▸ Task to carry out
Output the records exactly, every one of them.

**** Materials provided

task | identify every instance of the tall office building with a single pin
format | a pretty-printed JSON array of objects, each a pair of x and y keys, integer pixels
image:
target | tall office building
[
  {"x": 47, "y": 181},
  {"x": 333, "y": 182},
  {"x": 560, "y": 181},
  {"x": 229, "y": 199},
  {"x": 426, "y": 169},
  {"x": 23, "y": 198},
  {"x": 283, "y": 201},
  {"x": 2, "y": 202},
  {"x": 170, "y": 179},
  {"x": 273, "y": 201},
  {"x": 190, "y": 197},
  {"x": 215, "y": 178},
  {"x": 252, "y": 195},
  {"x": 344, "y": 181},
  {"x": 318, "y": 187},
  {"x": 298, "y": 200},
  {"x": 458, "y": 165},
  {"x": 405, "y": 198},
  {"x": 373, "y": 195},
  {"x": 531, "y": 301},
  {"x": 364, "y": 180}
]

********

▸ Your solution
task | identify every instance of the tall office building with a single pin
format | a pretty-printed JSON array of objects, each a pair of x and y keys, integer pixels
image:
target | tall office building
[
  {"x": 47, "y": 181},
  {"x": 333, "y": 182},
  {"x": 560, "y": 181},
  {"x": 229, "y": 199},
  {"x": 426, "y": 169},
  {"x": 23, "y": 198},
  {"x": 283, "y": 201},
  {"x": 2, "y": 202},
  {"x": 170, "y": 179},
  {"x": 273, "y": 201},
  {"x": 190, "y": 197},
  {"x": 215, "y": 178},
  {"x": 252, "y": 195},
  {"x": 344, "y": 181},
  {"x": 318, "y": 187},
  {"x": 298, "y": 200},
  {"x": 458, "y": 165},
  {"x": 405, "y": 198},
  {"x": 373, "y": 195},
  {"x": 531, "y": 301},
  {"x": 364, "y": 180}
]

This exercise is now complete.